Segmentation dataset entries:
'''

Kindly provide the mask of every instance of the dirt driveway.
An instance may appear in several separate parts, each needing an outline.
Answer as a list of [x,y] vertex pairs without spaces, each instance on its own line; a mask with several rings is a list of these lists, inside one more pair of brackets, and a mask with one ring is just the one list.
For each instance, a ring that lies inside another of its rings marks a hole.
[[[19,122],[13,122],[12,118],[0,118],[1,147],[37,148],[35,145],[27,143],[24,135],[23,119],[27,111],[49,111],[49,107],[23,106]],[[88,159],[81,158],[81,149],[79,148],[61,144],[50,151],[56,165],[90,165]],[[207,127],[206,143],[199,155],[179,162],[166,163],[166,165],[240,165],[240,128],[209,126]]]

'''

** YOUR INSTRUCTIONS **
Retype every entry above line for line, with each character identical to the original.

** FULL ANSWER **
Kindly provide the mask of every instance of the dirt driveway.
An instance may appear in several separate parts, each needing an outline.
Answer as a list of [x,y] vertex pairs without spaces, each instance on its own line; a mask with several rings is a list of these lists, inside one more pair of brackets, and a mask with one ring is just the one list.
For each instance, a ring that lies inside another of its rings marks a hole.
[[[19,122],[13,122],[12,118],[0,118],[1,147],[37,148],[35,145],[27,143],[24,135],[23,119],[27,111],[49,111],[49,107],[23,106]],[[88,159],[81,158],[81,149],[79,148],[61,144],[50,151],[56,165],[90,165]],[[207,127],[206,143],[199,155],[179,162],[166,163],[166,165],[240,165],[240,128],[209,126]]]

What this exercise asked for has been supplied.